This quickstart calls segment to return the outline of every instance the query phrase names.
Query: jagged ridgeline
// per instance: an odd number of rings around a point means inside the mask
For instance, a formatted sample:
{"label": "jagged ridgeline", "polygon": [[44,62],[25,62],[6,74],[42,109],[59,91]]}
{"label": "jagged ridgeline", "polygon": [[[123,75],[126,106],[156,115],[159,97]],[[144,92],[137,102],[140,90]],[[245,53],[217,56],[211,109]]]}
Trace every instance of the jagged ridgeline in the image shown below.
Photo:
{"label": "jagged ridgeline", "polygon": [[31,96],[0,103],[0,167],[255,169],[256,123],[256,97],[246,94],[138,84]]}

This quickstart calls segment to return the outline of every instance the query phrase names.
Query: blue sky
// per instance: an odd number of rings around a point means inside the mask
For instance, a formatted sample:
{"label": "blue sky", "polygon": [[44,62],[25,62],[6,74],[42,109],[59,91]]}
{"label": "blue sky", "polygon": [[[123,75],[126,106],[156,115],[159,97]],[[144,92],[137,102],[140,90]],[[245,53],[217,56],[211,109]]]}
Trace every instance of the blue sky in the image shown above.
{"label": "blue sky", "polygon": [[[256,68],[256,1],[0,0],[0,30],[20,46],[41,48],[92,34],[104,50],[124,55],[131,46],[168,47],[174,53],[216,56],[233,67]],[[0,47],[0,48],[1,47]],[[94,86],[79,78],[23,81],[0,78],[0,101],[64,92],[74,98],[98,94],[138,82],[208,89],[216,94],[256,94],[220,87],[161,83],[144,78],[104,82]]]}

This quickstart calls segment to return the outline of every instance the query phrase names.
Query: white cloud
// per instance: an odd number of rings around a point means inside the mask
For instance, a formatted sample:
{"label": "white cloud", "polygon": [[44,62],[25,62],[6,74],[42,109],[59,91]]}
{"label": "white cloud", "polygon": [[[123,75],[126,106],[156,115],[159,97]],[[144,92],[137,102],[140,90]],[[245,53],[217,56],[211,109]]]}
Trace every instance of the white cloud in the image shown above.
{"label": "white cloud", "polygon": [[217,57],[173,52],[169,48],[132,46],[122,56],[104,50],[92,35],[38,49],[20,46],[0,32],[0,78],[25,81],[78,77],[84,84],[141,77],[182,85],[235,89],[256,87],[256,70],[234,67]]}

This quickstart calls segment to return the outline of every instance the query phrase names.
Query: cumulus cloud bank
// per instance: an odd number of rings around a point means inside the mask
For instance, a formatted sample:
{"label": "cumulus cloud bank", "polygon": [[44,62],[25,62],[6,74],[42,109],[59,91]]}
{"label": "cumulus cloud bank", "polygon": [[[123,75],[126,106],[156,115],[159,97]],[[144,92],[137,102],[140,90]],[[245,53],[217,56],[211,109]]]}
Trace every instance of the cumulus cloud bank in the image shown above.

···

Output the entries verbatim.

This quickstart calls segment to return the outline of every instance the query phrase names.
Query: jagged ridgeline
// per instance: an odd number of rings around a point means inside the mask
For instance, a formatted sample:
{"label": "jagged ridgeline", "polygon": [[44,62],[25,62],[6,74],[42,109],[59,91]]}
{"label": "jagged ridgeline", "polygon": [[[123,75],[126,106],[156,115],[159,97]],[[144,92],[137,102],[140,90]],[[245,53],[217,56],[211,109]]]}
Trace every instance of the jagged ridgeline in the image shown below.
Photo:
{"label": "jagged ridgeline", "polygon": [[31,96],[0,103],[0,167],[255,169],[256,123],[256,97],[246,94],[138,84]]}

This quickstart calls segment to return the outline of every instance the query phrase names.
Query: blue sky
// per instance: an odd number of rings around a point means inside the mask
For instance, a formatted sample:
{"label": "blue sky", "polygon": [[44,62],[25,62],[6,74],[42,109],[59,91]]}
{"label": "blue sky", "polygon": [[[123,75],[126,106],[156,115],[159,97]],[[144,92],[137,102],[140,90]],[[245,53],[217,56],[211,109]]]}
Trace every instance of the blue sky in the image shown above.
{"label": "blue sky", "polygon": [[[256,68],[256,1],[0,0],[0,30],[20,46],[41,48],[92,34],[104,50],[124,55],[131,46],[168,47],[174,53],[216,56],[233,67]],[[0,47],[0,48],[1,47]],[[94,86],[79,78],[23,81],[0,78],[0,101],[64,92],[74,98],[98,94],[138,82],[208,89],[216,94],[256,94],[220,87],[161,83],[144,78],[104,82]]]}

This quickstart calls segment to return the outline of every instance the query phrase names.
Query: white cloud
// per instance: an odd number of rings around a point means inside the mask
For instance, a formatted sample:
{"label": "white cloud", "polygon": [[44,62],[25,62],[6,74],[42,109],[59,91]]}
{"label": "white cloud", "polygon": [[[123,75],[126,106],[156,115],[159,97]],[[144,92],[137,102],[140,90]],[[245,53],[217,56],[211,109]]]}
Trace every instance of the white cloud in the image shown above.
{"label": "white cloud", "polygon": [[217,57],[173,52],[169,48],[132,46],[122,56],[104,50],[92,35],[38,49],[20,46],[0,32],[0,78],[25,81],[78,77],[84,84],[141,77],[182,85],[235,89],[256,87],[256,70],[234,67]]}

This quickstart calls segment to return the outline of every instance the query phrase names.
Query: cumulus cloud bank
// per instance: an odd number of rings around a point means inside the mask
For instance, a formatted sample:
{"label": "cumulus cloud bank", "polygon": [[44,62],[25,62],[6,74],[42,109],[59,91]]}
{"label": "cumulus cloud bank", "polygon": [[[123,75],[126,106],[156,115],[159,97]],[[144,92],[137,102],[140,90]],[[245,53],[217,56],[211,109]]]}
Trace every instance of the cumulus cloud bank in the image shown above.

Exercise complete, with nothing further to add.